--- begin Supplied material ---
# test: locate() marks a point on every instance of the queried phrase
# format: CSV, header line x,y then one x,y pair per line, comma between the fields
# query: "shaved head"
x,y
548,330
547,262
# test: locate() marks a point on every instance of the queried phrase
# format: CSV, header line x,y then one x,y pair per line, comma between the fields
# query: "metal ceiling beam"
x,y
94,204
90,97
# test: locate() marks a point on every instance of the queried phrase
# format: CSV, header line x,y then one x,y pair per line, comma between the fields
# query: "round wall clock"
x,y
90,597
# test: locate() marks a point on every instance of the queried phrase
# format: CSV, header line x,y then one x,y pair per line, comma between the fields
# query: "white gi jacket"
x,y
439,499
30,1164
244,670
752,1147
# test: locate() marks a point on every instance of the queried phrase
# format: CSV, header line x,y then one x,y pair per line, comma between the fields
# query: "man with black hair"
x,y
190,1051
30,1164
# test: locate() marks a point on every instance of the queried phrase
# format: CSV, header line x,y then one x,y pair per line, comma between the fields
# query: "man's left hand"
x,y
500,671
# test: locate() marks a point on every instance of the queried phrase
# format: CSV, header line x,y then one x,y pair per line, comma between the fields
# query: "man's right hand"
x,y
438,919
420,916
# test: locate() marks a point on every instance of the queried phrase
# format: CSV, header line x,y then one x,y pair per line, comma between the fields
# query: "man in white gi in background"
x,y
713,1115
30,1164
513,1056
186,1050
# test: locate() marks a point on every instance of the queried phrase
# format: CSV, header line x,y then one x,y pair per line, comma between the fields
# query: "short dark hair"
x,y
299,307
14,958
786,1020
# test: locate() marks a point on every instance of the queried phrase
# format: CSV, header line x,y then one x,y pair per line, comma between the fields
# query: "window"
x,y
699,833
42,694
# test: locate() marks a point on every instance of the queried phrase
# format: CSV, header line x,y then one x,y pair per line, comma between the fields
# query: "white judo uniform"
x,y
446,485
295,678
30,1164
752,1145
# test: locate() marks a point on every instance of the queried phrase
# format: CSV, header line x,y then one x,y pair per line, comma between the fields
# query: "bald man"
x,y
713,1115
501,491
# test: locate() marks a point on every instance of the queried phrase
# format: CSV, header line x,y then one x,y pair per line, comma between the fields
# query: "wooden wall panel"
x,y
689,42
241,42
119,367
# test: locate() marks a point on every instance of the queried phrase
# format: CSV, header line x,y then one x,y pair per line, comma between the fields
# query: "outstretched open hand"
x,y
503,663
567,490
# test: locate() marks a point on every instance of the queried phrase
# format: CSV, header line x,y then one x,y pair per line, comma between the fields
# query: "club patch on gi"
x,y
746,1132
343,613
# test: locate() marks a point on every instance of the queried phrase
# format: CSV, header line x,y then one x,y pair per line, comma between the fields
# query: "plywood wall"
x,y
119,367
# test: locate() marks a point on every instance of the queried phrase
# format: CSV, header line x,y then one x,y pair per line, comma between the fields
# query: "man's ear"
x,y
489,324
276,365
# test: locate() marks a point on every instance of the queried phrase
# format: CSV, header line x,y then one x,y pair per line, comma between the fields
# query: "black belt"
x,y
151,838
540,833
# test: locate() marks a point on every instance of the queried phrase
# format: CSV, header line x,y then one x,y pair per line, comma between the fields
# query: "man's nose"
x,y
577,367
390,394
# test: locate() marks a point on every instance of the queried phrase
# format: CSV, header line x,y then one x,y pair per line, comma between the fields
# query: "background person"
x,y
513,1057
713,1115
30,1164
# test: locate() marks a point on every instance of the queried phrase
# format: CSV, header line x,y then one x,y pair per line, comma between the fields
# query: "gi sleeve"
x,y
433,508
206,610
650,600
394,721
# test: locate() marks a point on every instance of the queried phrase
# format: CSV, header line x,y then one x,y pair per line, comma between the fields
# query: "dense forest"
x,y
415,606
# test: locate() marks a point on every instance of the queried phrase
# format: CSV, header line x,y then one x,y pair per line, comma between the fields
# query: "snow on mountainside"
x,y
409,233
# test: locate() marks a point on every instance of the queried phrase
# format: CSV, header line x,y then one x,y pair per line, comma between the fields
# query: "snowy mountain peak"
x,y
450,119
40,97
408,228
--- end Supplied material ---
Short task —
Write out the listing once more, matching it exactly.

The result —
# test: locate() marks a point on every instance of the queried phrase
# format: CSV, header line x,y then one x,y pair per line, comma between the fields
# query: "shaved head"
x,y
548,330
547,262
# test: locate() marks a point on every instance of the queried phrase
# format: CSV, header line x,y then one x,y pair per line, comma between the fields
# query: "metal ceiling beam"
x,y
94,204
90,97
# test: locate() marks a point on every instance of the queried phrase
# format: CSV, header line x,y then one x,y pair per line, comma between the fields
# query: "round wall clock"
x,y
90,597
# test: locate() marks a point on every instance of the queried phrase
# format: CSV, header line x,y then one x,y pair per line, comma between the fields
# query: "white gi jacket"
x,y
439,499
30,1164
244,670
752,1147
# test: locate() marks a point on every instance of the queried phrase
# format: CSV, header line x,y then one x,y pair per line, comma between the fields
# query: "man with black hair"
x,y
190,1051
30,1164
# test: locate() marks a point on every instance of the queried phrase
# format: CSV, header line x,y then one x,y pair per line, comma between the fields
# query: "man's left hand"
x,y
500,671
# test: locate() marks a point on every instance of the queried phrase
# format: CSV, header line x,y then one x,y pair per line, comma between the fields
# query: "man's right hand"
x,y
438,919
420,916
# test: locate() marks a point on every instance of the queried phrase
# format: CSV, header line x,y then one x,y pair per line, comma between the fields
# query: "man in white gi in background"
x,y
713,1115
30,1164
513,1056
186,1050
# test: locate() marks a point on every instance of the queried phrase
# format: CSV, header line x,y then one x,y pair per line, comma between the fields
# query: "short dark hair"
x,y
299,307
14,958
786,1020
# test: locate() marks a point on every instance of the queried phrase
# format: CSV, header line x,y then one x,y pair per line, comma between the fields
# query: "window"
x,y
699,833
42,694
# test: locate() marks a point on every instance of the queried phrase
# format: CSV, header line x,y then one x,y pair per line, comma between the fields
# query: "white judo uniform"
x,y
446,485
295,678
30,1164
752,1145
# test: locate() marks a point on every instance of the queried phrase
# format: CSV, header line x,y then one x,y pair per line, comma between the fields
# query: "bald man"
x,y
713,1115
501,491
# test: locate() marks a point on every instance of the queried phrase
# format: CSV, header line x,y then one x,y pair per line, comma between the fields
# query: "wooden wall panel"
x,y
689,42
241,42
119,367
# test: locate() marks a point on every instance of the queried phrase
# format: CSV, header line x,y then one x,y pair per line, comma between the fields
# query: "outstretched open hand"
x,y
503,663
567,490
# test: locate() marks a point on every instance of the queried phrase
# format: CSV, header line x,y then one x,y pair per line, comma between the fields
# query: "club patch on gi"
x,y
746,1132
343,613
# test: locate() marks a point on every instance of the queried phrase
# format: CSV, header line x,y then one x,y pair per line, comma between the fields
# query: "plywood wall"
x,y
119,367
# test: locate() marks a point on every instance of the queried phrase
# format: CSV, header line x,y then one x,y pair per line, comma between the fields
# query: "man's ear"
x,y
489,324
276,365
# test: locate() marks a point on every instance of the queried phrase
# format: CSV, header line x,y then one x,y pair per line, comma between the fields
# query: "black belt"
x,y
151,838
540,833
# test: locate() marks a point on every instance of the queried phrase
# format: CSV, header line x,y then one x,y pair per line, comma between the fields
# query: "man's nose"
x,y
577,367
390,394
# test: locate() marks a point on every instance of the queried phrase
# format: CSV, header line x,y then one x,y pair per line, comma between the fields
# query: "background person"
x,y
513,1057
713,1115
30,1164
# test: locate() marks a point on every instance of the queried phrase
# format: CSV, header line x,y then one x,y pair per line, comma between the fields
# query: "gi sleeve"
x,y
433,508
206,610
650,600
394,721
# test: locate() marks a point on every instance of the queried phrase
# format: CSV, header line x,y then one x,y pair per line, comma between the fields
# query: "dense forest"
x,y
415,606
# test: locate() marks a point on every instance of the queried phrase
# format: CSV, header line x,y then one x,y pair per line, comma between the fields
# query: "snow on mountainside"
x,y
409,233
# test: locate() marks a point on every instance of the queried phrase
# format: CSV, header line x,y then one x,y pair per line, comma between the fields
# query: "snowy mountain peak"
x,y
450,119
40,97
408,228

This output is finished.